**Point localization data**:
————————

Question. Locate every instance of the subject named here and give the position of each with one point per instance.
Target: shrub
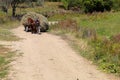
(107, 53)
(97, 5)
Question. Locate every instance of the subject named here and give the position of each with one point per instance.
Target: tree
(14, 4)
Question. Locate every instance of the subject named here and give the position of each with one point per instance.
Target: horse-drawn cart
(34, 23)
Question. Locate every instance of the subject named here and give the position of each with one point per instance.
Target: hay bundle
(34, 16)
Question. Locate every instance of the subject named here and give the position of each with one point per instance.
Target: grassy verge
(6, 24)
(94, 36)
(5, 58)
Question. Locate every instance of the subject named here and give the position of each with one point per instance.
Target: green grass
(106, 24)
(6, 24)
(103, 51)
(5, 58)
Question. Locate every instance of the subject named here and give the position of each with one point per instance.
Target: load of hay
(43, 20)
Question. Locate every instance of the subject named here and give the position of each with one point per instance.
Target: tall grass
(5, 58)
(100, 30)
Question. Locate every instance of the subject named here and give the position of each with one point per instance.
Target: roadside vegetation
(93, 32)
(6, 56)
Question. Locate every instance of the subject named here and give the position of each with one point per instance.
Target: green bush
(70, 3)
(107, 53)
(97, 5)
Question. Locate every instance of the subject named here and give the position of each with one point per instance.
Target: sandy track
(48, 57)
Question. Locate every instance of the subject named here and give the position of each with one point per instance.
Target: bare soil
(48, 57)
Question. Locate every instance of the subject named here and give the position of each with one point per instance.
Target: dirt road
(48, 57)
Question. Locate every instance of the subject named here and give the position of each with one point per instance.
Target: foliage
(5, 58)
(97, 5)
(70, 3)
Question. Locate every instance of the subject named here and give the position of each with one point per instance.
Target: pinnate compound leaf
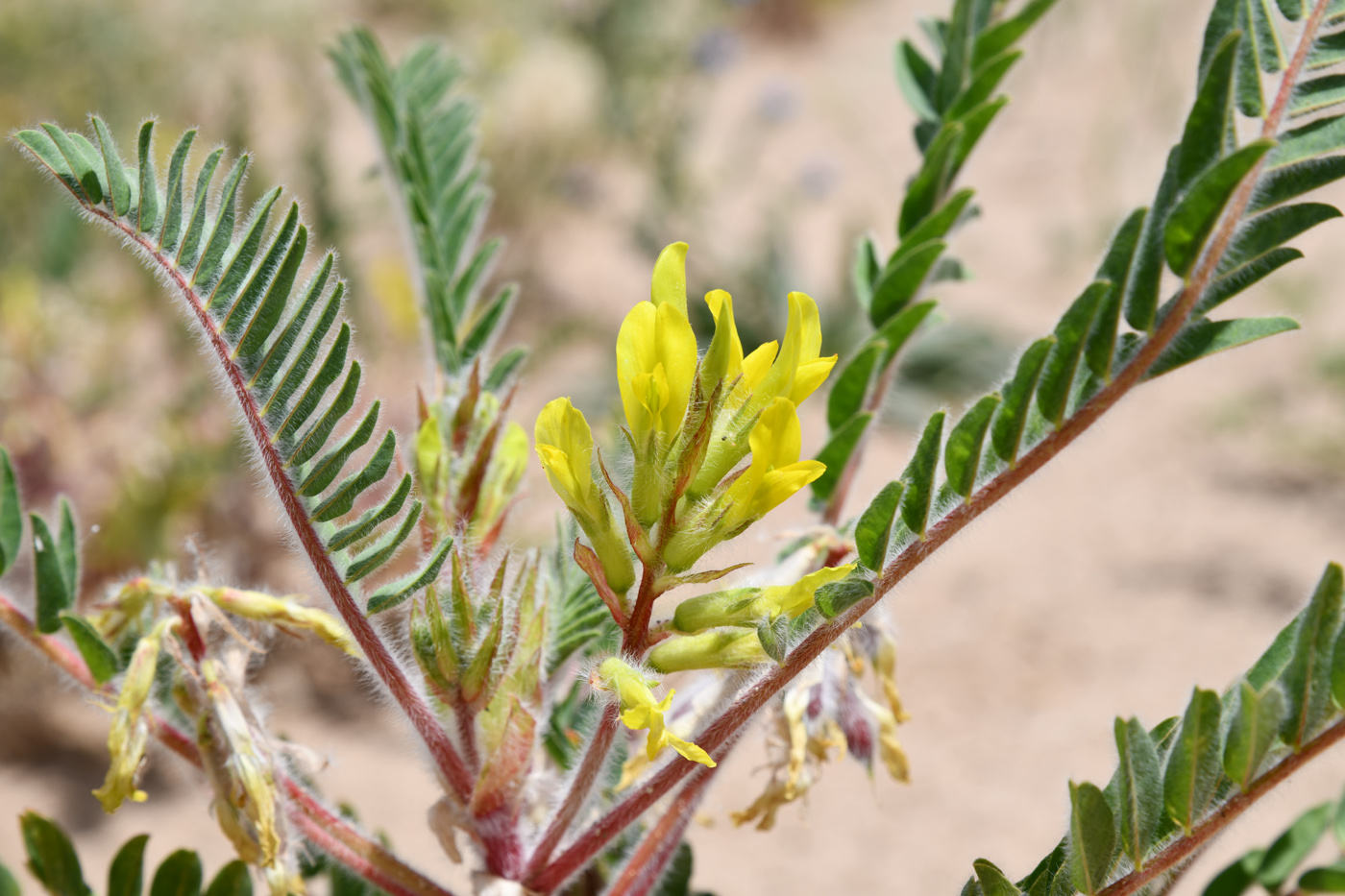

————————

Leave out every picture and copy the rest of the records exactly.

Question. Locate every instance of the subject named here and give the position of each with one point per instance.
Target: shrub
(107, 53)
(97, 5)
Question. Locate every instance of the subject named here and give the position of each with one point per instance.
Target: tree
(14, 4)
Question. Locate every instance of the subject named here and give the position of each with one point per instance.
Target: horse-drawn cart
(34, 23)
Question. Locate every instance of the subject named here and give the position of each with one point per instance.
Target: hay bundle
(34, 16)
Question. Locate every instance of the subject named here and give the position of each with one point per instance.
Target: grassy verge
(6, 24)
(94, 36)
(5, 58)
Question. Locate every instance of the subject named here and give the position of each with one point per instance.
Target: green grass
(106, 24)
(6, 24)
(103, 51)
(5, 58)
Question. Locate every instance of the subject named here and give the position of each with one point per instance.
Target: load of hay
(43, 20)
Question. Locate every instance of the subject named here and give the position of each with one point per instance.
Target: tall grass
(5, 58)
(100, 30)
Question. Locate every instance of the subject named here and give the position of each with one point per instance.
Target: roadside vegetation
(93, 32)
(6, 56)
Question. Locate every instance of the subject named here and give the position of each with one point per instance.
Target: green bush
(70, 3)
(107, 53)
(97, 5)
Question. Locate every instance of the subject named here and give the position of each with one point per instance.
Target: sandy track
(48, 57)
Question. Locate every instance of the subject named here and give the position of each with one point per instance.
Target: bare soil
(48, 57)
Question. Locate every instance of the subject named here and give the position of each with one point per instance.
Target: dirt road
(48, 57)
Question. Locate every instance of the subject named here and give the position of each with one point per instance.
Target: foliage
(5, 58)
(97, 5)
(70, 3)
Question. Locate every instance of the subject named here and give the position of each with one point per instance.
Target: pinnate compound leaf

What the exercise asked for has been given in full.